Stated goal: Continue the article about the ASUS Zenbook launch, starting right after its last sentence.

Given text:
★ ★ ★ ★

ASUS unveiled its new ultrabook, the UX 21/31 or “Zenbook,” at an event in New York yesterday. The smallest 11-inch version of the Windows 7 computer has an Intel Core i5 processor, weighs 2.43 pounds, and is priced at $999. The Zenbook has beaten all the other manufacturers to market, as it is the first ultrabook available starting today. The Zenbooks are brushed aluminum unibody—er, “monoshell,” as ASUS puts it. The bladelike notebooks are 0.11 inches thick at the front and 0.67 or 0.71 inches thick at the back for the 11-inch and 13-inch versions, respectively—nigh-identical dimensions to the MacBook Air. The 11-inch version of the Zenbook doesn’t have the wide-and-squat screen the 11-inch Air does, but has the same 1366x768 native resolution; the 13-inch Zenbook’s screen is 1600x900.
Each notebook comes with one USB 3.0 port in addition to one USB 2.0, microHDMI out, and a miniVGA display connector, with USB-to-Ethernet and miniVGA-to-VGA adapters included in the box. The 13-inch model also has a built-in SD card reader. 4GB of RAM is standard in all models, and both sizes can be configured with either Intel Core i5 or i7 processors (1.6GHz Core i5‐2467M for the 11-inch, 1.7GHz Core i5‐2557M for the 13-inch, and 1.8GHz Core i7-2677M for both). The base 11-inch model has a 128GB SSD, and the most pricey versions of the 13-inch can be configured with a 256GB SSD.

★ ★ ★ ★

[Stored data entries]
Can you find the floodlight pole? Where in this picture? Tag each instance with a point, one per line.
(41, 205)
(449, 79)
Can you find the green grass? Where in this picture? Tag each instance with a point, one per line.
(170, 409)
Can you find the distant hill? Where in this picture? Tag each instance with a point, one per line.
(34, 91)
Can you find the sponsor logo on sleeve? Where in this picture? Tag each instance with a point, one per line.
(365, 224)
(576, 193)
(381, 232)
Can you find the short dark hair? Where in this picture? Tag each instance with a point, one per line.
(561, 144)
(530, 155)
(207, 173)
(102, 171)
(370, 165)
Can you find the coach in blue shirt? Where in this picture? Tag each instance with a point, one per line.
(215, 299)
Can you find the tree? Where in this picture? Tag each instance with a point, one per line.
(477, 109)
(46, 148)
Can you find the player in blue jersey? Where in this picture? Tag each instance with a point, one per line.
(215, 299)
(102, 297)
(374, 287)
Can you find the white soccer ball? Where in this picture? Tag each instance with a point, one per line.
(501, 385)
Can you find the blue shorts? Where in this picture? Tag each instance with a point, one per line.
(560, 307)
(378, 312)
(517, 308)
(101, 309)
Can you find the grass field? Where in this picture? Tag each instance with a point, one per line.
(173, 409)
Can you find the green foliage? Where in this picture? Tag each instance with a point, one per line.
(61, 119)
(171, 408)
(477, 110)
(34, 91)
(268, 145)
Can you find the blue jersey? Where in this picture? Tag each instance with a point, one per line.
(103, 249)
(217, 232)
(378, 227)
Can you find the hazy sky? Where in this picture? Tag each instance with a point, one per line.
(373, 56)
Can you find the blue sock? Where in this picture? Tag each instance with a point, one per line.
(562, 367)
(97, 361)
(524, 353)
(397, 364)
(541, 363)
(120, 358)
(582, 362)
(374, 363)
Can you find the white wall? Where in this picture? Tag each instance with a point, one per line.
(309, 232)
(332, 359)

★ ★ ★ ★

Answer for the task:
A 0.3-megapixel camera is centered above the screen, and the battery life is rated at 5 hours for the 11-inch model and 7 hours for the 13-inch model. ASUS is also touting the “instant-on” capability of the Zenbook, which brings up the desktop in less than two seconds when it is opened. Standby time is where the Zenbook falls far short of the rival it is targeting in every other way—the 11-inch gets up to 7 days, and the 13-inch up to 10 days (all MacBook Airs get up to 30).During our hands-on time, the Zenbook felt very solid—not a creaky hinge or flexing part to be found. We could open the notebook without the entire thing tipping backwards, unlike some versions of the MacBook Air. The aluminum keys are small and spaced unusually wide by black plastic, a design we didn’t find very appealing to type on.
The unified design of the trackpad felt unusual, though its click was responsive and deep enough. The viewing angles on the screen were not great and had some distortion off to either side, and the screen as a whole was sharp, but its colors a bit dull.
The entry-level 11-inch model of ASUS’s Zenbook is priced at $999, and the line tops out at $1,449 for a 13-inch model with a Core i7 processor, and 256GB SSD. The entire line is available starting today. It's a thin and light Windows ultrabook; here's hoping it can fulfill the rest of Peter Bright's wishes.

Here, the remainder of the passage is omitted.